Directions – Format the material below as a JSON list of strings, one string per line and blank lines left out. Cover only the lines from the one containing "Could you please annotate the underside" through the end of the material.
##### Data lines
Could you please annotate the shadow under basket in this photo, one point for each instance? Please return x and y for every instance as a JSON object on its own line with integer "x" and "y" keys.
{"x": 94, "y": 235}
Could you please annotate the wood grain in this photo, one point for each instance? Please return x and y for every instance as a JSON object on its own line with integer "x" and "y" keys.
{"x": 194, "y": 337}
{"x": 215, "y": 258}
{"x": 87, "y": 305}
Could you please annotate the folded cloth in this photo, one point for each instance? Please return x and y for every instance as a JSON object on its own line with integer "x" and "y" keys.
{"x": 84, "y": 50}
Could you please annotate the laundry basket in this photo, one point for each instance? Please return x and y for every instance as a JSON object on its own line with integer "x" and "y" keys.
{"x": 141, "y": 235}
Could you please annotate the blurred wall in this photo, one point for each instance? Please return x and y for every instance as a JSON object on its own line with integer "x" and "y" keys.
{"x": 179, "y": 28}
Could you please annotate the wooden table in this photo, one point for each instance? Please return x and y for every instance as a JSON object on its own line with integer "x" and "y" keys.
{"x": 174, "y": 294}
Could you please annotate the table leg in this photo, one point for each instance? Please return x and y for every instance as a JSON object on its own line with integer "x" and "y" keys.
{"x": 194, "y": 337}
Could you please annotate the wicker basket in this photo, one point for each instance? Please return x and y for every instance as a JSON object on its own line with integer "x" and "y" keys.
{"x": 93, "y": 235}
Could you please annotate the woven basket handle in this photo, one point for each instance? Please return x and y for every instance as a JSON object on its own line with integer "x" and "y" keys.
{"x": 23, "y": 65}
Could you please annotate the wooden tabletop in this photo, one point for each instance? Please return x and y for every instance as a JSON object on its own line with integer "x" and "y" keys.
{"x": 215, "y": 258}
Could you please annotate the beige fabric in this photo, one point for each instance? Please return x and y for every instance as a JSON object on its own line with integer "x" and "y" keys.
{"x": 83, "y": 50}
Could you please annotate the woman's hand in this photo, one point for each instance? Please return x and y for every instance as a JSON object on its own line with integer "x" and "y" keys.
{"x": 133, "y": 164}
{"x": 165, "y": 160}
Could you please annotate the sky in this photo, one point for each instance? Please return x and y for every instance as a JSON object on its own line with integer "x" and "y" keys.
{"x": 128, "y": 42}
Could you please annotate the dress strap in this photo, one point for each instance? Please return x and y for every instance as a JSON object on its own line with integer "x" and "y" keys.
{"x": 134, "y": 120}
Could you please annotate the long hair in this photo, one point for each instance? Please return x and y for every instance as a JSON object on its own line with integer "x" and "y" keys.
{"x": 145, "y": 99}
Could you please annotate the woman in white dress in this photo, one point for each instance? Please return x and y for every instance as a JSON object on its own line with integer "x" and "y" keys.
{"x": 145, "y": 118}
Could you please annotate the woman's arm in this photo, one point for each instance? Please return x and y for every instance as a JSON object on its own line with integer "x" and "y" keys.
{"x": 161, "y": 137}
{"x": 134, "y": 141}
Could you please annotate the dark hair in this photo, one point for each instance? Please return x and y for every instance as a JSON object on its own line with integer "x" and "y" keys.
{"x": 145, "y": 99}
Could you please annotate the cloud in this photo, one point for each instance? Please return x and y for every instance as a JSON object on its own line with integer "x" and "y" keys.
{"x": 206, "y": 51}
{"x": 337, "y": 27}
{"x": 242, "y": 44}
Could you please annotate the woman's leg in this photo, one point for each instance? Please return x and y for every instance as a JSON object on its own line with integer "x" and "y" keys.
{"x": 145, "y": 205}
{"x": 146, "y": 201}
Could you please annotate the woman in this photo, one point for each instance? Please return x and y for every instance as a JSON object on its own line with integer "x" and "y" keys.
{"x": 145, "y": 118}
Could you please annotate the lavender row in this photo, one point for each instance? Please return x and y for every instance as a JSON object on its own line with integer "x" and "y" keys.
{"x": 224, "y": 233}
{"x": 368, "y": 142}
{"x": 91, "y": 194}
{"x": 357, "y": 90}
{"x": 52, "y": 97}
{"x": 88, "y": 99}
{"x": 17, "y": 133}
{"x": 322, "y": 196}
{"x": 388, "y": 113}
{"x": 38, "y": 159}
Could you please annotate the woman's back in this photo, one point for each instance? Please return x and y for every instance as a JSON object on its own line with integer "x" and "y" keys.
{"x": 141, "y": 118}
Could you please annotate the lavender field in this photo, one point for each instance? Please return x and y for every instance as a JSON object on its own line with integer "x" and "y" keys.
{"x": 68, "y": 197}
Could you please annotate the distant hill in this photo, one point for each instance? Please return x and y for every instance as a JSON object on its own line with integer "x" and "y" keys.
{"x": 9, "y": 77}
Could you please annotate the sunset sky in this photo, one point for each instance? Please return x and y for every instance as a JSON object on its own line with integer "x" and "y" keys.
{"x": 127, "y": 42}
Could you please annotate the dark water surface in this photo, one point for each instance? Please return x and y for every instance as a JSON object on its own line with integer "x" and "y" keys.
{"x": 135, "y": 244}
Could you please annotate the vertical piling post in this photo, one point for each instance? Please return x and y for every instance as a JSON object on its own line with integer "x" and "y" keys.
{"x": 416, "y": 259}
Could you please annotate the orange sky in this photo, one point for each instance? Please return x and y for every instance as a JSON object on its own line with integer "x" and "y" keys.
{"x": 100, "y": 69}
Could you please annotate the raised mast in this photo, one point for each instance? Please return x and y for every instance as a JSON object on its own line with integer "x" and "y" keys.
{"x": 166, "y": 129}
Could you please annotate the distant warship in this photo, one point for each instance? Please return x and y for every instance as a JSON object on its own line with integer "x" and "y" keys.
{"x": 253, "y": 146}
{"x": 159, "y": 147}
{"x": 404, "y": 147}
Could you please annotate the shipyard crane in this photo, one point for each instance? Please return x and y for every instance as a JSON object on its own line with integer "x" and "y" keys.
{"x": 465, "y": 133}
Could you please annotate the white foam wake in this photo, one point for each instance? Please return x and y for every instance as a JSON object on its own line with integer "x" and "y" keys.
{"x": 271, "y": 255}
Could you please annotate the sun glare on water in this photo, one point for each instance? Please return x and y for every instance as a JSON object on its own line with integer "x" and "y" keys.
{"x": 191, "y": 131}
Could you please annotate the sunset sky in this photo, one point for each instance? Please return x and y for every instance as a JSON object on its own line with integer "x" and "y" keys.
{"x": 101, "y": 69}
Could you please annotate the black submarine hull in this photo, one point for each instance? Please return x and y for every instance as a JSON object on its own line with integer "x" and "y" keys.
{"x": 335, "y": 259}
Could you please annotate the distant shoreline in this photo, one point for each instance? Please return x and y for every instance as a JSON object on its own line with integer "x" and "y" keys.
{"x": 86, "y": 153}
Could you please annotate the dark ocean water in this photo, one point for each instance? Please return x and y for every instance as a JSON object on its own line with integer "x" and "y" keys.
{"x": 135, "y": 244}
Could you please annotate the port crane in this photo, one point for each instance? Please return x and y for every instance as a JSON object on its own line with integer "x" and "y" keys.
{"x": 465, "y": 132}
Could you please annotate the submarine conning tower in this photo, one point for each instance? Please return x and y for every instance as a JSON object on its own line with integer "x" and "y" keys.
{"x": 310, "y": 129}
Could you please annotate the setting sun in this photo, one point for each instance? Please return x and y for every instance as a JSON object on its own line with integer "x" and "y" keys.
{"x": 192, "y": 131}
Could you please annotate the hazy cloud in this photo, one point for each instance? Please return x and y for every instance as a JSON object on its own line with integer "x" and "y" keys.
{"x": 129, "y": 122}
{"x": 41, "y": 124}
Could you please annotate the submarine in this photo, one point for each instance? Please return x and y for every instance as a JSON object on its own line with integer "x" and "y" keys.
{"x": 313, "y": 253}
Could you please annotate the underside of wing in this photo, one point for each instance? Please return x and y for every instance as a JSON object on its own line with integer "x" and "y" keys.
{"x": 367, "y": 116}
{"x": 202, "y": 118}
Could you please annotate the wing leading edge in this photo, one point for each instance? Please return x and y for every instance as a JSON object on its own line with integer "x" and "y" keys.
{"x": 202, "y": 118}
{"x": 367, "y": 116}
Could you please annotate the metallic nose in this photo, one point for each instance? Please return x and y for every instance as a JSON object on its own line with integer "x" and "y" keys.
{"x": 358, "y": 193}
##########
Answer to this task –
[
  "Could you please annotate the underside of wing in this photo, one point for each instance? Please return x and y for every instance as a JSON object on its own line with integer \"x\" and \"y\" keys.",
  "{\"x\": 367, \"y\": 116}",
  "{\"x\": 202, \"y\": 118}",
  "Could you please annotate the wing leading edge in this photo, one point for each instance? Please return x and y for every instance as a JSON object on its own line with integer \"x\" and \"y\" keys.",
  "{\"x\": 202, \"y\": 118}",
  "{\"x\": 367, \"y\": 116}",
  "Could you please annotate the metallic nose in this photo, one point for each instance? Please return x and y for every instance as a JSON object on its own line with integer \"x\" and \"y\" keys.",
  "{\"x\": 358, \"y\": 193}"
]